Data extract.
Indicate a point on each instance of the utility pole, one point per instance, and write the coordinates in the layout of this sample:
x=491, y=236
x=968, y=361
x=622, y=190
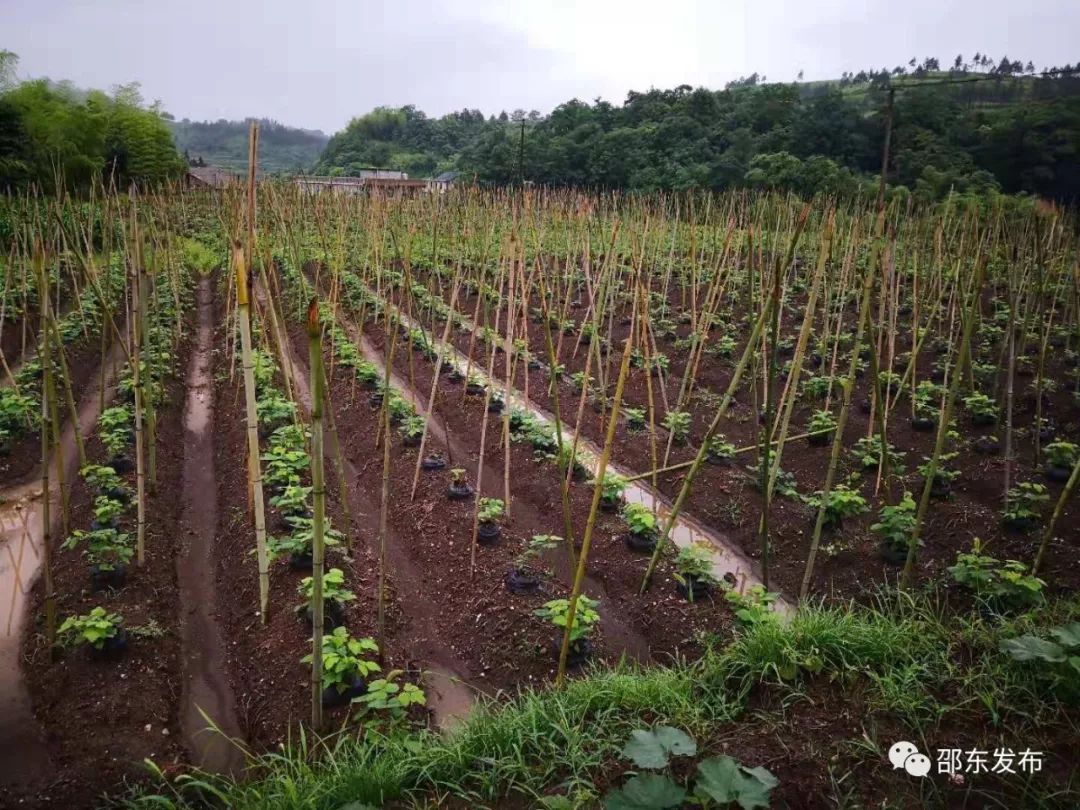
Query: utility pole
x=885, y=151
x=521, y=156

Exercise details. Every line of the listing is to be repeated exactly, and the pictures are to be dropped.

Task solution.
Indicate a point on each instance of the utility pole, one point per instance, and write the coordinates in the layout of this sample:
x=491, y=236
x=968, y=361
x=622, y=190
Query: utility pole
x=885, y=151
x=521, y=156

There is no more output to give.